__Text segment__.
^^^^^^^^^^^^^^^^

PowerShell equivalent:

Remove-Item -Recurse -Force data\h2 -ErrorAction SilentlyContinue
New-Item -ItemType Directory -Force data\h2

A full lab reset deletes both:

business data
Spring Batch metadata

A normal application run resets only:

business data in processed_orders

This separation is deliberate.

5. Add the Business Table and Input CSV

Create src/main/resources/schema.sql:

DROP TABLE IF EXISTS processed_orders;
 
CREATE TABLE processed_orders (
    order_id VARCHAR(50) NOT NULL PRIMARY KEY,
    customer_id VARCHAR(50) NOT NULL,
    amount DECIMAL(19, 2) NOT NULL,
    currency VARCHAR(3) NOT NULL,
    order_tier VARCHAR(20) NOT NULL,
    processed_at TIMESTAMP NOT NULL
);

This file creates the business table:

processed_orders

It does not create Spring Batch metadata tables.

It does not drop BATCH_JOB_INSTANCE.

It does not drop BATCH_JOB_EXECUTION.

It does not drop BATCH_STEP_EXECUTION.

That means this file is responsible for the application’s domain output, not Spring Batch’s execution history.

The business table columns are:

order_id
customer_id
amount
currency
order_tier
processed_at

The input CSV will not contain order_tier or processed_at. Those values are created during processing.

Create src/main/resources/orders.csv:

order_id,customer_id,amount,currency
O-1001,C-001,249.99,USD
O-1002,C-002,1000.00,USD
O-1003,C-003,1575.50,USD
O-1004,C-001,35.00,EUR
O-1005,C-004,999.99,USD
O-1006,C-005,2500.00,KRW

Before writing Java code, predict the classifications:

`order_id`	`amount`	Expected `order_tier`
`O-1001`	`249.99`	`STANDARD`
`O-1002`	`1000.00`	`HIGH_VALUE`
`O-1003`	`1575.50`	`HIGH_VALUE`
`O-1004`	`35.00`	`STANDARD`
`O-1005`	`999.99`	`STANDARD`
`O-1006`	`2500.00`	`HIGH_VALUE`

The boundary case is 1000.00.

Because the rule is amount >= 1000, an order with amount exactly 1000.00 is HIGH_VALUE.

6. Add the Application Class and Row Models

Use or rename the generated application class as src/main/java/com/example/batchorders/BatchOrdersApplication.java:

package com.example.batchorders;
 
import org.springframework.boot.SpringApplication;
import org.springframework.boot.autoconfigure.SpringBootApplication;
 
@SpringBootApplication
public class BatchOrdersApplication {
 
    public static void main(String[] args) {
        SpringApplication.run(BatchOrdersApplication.class, args);
    }
}

This is the Spring Boot entry point.

It does not manually open the CSV file. It does not manually launch the writer. Spring Boot starts the application context, and Boot’s Batch support launches the configured job on startup.

If Spring Initializr generated a differently named application class, rename it or replace it with this one. Do not leave a second @SpringBootApplication class in the project.

^^^^^^^^^^^^^^^^

Raw records
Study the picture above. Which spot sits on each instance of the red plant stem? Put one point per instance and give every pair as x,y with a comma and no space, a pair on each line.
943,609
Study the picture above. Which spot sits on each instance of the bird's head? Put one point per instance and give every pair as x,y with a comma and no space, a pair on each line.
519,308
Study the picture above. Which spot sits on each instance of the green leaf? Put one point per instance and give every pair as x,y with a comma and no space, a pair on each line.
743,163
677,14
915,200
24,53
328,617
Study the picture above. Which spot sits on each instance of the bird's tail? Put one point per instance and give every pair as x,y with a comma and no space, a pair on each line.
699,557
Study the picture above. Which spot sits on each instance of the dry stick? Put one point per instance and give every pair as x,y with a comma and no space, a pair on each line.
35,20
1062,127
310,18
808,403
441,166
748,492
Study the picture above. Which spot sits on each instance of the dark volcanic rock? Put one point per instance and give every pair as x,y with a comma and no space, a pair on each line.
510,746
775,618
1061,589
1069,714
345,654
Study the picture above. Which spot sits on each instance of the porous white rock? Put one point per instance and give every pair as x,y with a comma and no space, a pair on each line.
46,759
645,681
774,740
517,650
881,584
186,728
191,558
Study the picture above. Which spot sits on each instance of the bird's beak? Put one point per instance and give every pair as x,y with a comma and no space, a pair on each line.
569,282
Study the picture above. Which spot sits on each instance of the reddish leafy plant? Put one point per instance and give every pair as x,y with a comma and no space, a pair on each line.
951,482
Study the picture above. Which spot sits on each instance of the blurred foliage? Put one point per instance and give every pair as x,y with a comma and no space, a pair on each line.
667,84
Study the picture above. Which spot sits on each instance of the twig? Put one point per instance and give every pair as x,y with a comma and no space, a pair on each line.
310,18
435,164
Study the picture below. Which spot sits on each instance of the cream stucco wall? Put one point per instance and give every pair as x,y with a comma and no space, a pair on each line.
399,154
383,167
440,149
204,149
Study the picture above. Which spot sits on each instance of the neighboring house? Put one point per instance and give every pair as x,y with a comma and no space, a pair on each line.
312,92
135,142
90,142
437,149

^^^^^^^^^^^^^^^^

__Exercise__. Continue the Spring Batch tutorial, picking up right after its last sentence.

__Task response__.
Create src/main/java/com/example/batchorders/model/OrderInput.java:

package com.example.batchorders.model;
 
import java.math.BigDecimal;
 
public record OrderInput(
        String orderId,
        String customerId,
        BigDecimal amount,
        String currency
) {
}

OrderInput is the shape of one input row.

It represents this CSV structure:

order_id,customer_id,amount,currency

The Java names use camelCase:

orderId
customerId
amount
currency

The CSV header does not automatically become Java properties. We will explicitly map fields in the reader.

Create src/main/java/com/example/batchorders/model/ProcessedOrder.java:

package com.example.batchorders.model;
 
import java.math.BigDecimal;
import java.time.LocalDateTime;
 
public record ProcessedOrder(
        String orderId,
        String customerId,
        BigDecimal amount,
        String currency,
        String orderTier,
        LocalDateTime processedAt
) {
}

ProcessedOrder is the shape of one output row.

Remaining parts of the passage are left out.